SUPPLIED RECORDS:
— begin —
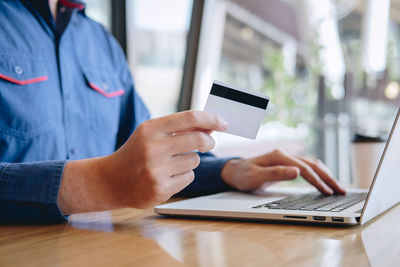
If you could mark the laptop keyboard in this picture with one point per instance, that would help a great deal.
(316, 202)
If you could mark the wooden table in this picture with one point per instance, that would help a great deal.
(131, 237)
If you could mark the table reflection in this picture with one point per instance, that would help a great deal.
(192, 242)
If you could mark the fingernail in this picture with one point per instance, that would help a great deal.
(224, 123)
— end —
WHAT IS REQUIRED:
Return, word for word, the lines from the one containing "If you could mark the table" through the end of the records.

CORRECT OUTPUT:
If you could mark the table reflection in this picture with one point per instance, that would help a great deal.
(192, 242)
If you could mark the fingernail in this picture with one point per instance, that would help a great deal.
(224, 123)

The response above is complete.